*What you will do*.
1 - Reproduce everything in the blog post on having kids from "The other day, I" down to "to far future.)".
2 - For each statement, answer yes or no according to the blog post on having kids, and quote the words that decide it: (a) One of the new secretaries asked the writer about having kids. (b) Heels and Johnny Logic have a daughter. (c) The writer and the secretary walked into the office together.

::: Text

Monday, March 19, 2007

Probably Not

The other day, I was asked if I had any kids by one of the new secretaries.

"No," I said, "I don't."

"Well," she said with a knowing smile, "then you have lots to look forward to."

"Uh, yeah," I said. "I guess I do." And we walked into the office together.

This got me thinking down the normal line of do I really want to have kids? (Which seems like a strange thing to even consider since there's one with whom I have the possibilities of procreating with at the moment, and in the near to foreseeable to far future.)

The only answer that keeps coming to me is, "Probably not."

Sure I've seen how happy Heels and Johnny Logic have been since they had their son. I've also read about the ear aches and the fevers and the falling and the general fussiness that sometimes just happens. It seems that along with the many moments of happy, there's a lot of worry involved during that early time. Still, it seems that many people would agree that those good moments out weigh the worry, and even with the worry the kid won't be falling down forever; children tend to get older and learn how to walk and talk and (sort of) express themselves.

I'm not sure that matters, though. I walk around town and through the malls and I look at kids of all ages and I think, what would I do if I had a kid and it turned out like that. And even if they don't, the worry, at least if you're a caring parent, never goes away. I'm sure that there are 90-year olds out there worried about their children. And it'd only get worse if the kid is a fucked-up crack-head, wouldn't it?

::::::
::: Rows

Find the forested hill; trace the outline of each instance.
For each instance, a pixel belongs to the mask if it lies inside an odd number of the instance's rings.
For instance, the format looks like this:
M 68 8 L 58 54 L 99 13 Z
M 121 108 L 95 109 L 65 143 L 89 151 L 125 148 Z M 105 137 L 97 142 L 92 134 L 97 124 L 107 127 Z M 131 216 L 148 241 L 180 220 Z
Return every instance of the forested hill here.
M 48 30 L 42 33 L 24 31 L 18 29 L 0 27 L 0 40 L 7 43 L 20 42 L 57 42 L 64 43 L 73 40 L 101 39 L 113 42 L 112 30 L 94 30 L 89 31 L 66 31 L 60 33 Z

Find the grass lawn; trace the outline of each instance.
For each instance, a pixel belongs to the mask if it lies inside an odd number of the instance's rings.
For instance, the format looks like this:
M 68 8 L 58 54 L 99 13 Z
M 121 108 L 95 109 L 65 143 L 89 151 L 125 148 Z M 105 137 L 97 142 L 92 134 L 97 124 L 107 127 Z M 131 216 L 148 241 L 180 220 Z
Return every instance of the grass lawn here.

::::::

*Exercise answers*.
1 -
The other day, I was asked if I had any kids by one of the new secretaries.

"No," I said, "I don't."

"Well," she said with a knowing smile, "then you have lots to look forward to."

"Uh, yeah," I said. "I guess I do." And we walked into the office together.

This got me thinking down the normal line of do I really want to have kids? (Which seems like a strange thing to even consider since there's one with whom I have the possibilities of procreating with at the moment, and in the near to foreseeable to far future.)

2 -
(a) Yes: "I was asked if I had any kids by one of the new secretaries."
(b) No: "since they had their son."
(c) Yes: "And we walked into the office together."